Document text -
○ ○ ○ ○

They booed him when he was drafted, thinking he wouldn’t be a star. They booed him — in raucous and sometimes ugly ways — when he came back as a member of the team he was traded to after he said he wanted to leave. The team barely protested, if at all.

Kristaps Porzingis, the former Knicks franchise cornerstone turned pariah, made his return to Madison Square Garden on Thursday night but in the uniform of Dallas, his new home after his shocking trade request last season sent him to the Mavericks. However, the game was almost an afterthought.

Knicks fans rained vitriol down on Porzingis from the moment he took the ball during the pregame layup line. As Syndee Winters, a Broadway performer, sang the national anthem, at least one Knicks fan audibly blared, “Go back to Latvia!” — Porzingis’s home country — while much of the arena was silent. Several others yelled “Traitor!”

“I don’t know if it’s fair or not,” Porzingis said after the game when asked whether he thought the boos were fair. “It’s what they know. It’s what they’ve heard. I don’t really think about that too much.”

He was asked again later and said: “It doesn’t really matter. I’m not going to win them over now.”

Fans can, of course, hold whatever grudges they want. But Knicks fans directing this much ire at their former star means letting a dysfunctional front office off the hook. Can anyone blame Porzingis for having misgivings about the team’s direction?

He played for two team presidents and three head coaches in three seasons — not including the current coach of the Knicks, David Fizdale, whom Porzingis didn’t play for because he was injured. He was made available for a trade by one of those presidents, Phil Jackson, early in his career just as he was becoming a star, while Joakim Noah, an injury-prone, declining center was offered a lucrative contract.

When a 19-year-old Porzingis was announced as the fourth overall pick for the Knicks in the 2015 draft, there were audible jeers inside Barclays Center. At least one young Knicks fan was caught on video being moved to tears. Porzingis, at a wiry 7-foot-3, was projected to take several years to develop.

Except he made an immediate impact his rookie year with an average of more than 14 points and 7 rebounds per game, making him one of the league’s top rookies and throwing aside any notion that he was a project. His numbers were better than those he had put up the previous year with Baloncesto Sevilla in the Liga ACB, the Spanish league with less-talented competition.

Porzingis quickly converted skeptical Knicks fans who suddenly saw him as a bright spot for a franchise often in the darkness. Kevin Durant referred to Porzingis as a “unicorn” because of his versatility. There was hope that pairing Porzingis with Carmelo Anthony — then a productive player still in his prime — might send the Knicks back to the playoffs. Porzingis made the All-Star team in his third season, but in February 2018, he tore the anterior cruciate ligament in his left knee, temporarily derailing the promising start to his career.

Soon enough, his relationship with the franchise that drafted him also soured. Porzingis entered the league amid a new era of players realizing the leverage they had over teams, and Porzingis wanted to use his. In the telling of Steve Mills, the Knicks’ president, Porzingis didn’t believe in the future of the franchise. He was due for an extension soon and didn’t want one from the Knicks.

“When they came in to meet with us, they made it clear to us — it was a meeting that they requested — they made it clear to us that he did not want to play with the Knicks, that he was not going to re-sign with us as a free agent,” Mills, who replaced Jackson as president, said at the time, referring to Porzingis and his brother Janis, who is his agent.

○ ○ ○ ○

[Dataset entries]
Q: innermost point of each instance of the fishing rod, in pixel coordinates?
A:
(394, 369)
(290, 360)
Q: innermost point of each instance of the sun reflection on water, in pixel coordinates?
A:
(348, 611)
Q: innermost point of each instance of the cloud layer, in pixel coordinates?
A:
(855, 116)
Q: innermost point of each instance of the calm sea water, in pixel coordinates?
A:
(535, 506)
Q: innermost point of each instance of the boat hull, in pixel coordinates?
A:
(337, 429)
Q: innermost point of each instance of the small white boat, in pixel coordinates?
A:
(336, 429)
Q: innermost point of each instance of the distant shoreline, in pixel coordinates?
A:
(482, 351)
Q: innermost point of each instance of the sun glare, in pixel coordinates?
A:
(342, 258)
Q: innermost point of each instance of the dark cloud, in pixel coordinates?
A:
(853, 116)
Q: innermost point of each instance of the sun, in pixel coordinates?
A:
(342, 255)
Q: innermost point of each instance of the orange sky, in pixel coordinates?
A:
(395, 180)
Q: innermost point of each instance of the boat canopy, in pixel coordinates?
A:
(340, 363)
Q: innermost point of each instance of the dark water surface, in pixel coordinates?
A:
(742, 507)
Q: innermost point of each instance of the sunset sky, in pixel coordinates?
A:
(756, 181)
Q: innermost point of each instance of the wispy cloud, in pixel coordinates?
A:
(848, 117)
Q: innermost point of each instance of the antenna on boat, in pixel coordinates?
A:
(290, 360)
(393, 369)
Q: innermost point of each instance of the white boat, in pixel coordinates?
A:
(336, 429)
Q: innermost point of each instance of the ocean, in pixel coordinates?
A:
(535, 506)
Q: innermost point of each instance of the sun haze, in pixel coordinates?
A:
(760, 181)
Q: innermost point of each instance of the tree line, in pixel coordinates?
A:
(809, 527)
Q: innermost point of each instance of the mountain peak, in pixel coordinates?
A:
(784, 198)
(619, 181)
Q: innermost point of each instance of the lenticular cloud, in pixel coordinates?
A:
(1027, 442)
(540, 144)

○ ○ ○ ○

In the Porzingis article, restate the passage from "Porzingis quickly converted" up to and including "to his career.", substituting "phenomenon" for "unicorn".

Porzingis quickly converted skeptical Knicks fans who suddenly saw him as a bright spot for a franchise often in the darkness. Kevin Durant referred to Porzingis as a “phenomenon” because of his versatility. There was hope that pairing Porzingis with Carmelo Anthony — then a productive player still in his prime — might send the Knicks back to the playoffs. Porzingis made the All-Star team in his third season, but in February 2018, he tore the anterior cruciate ligament in his left knee, temporarily derailing the promising start to his career.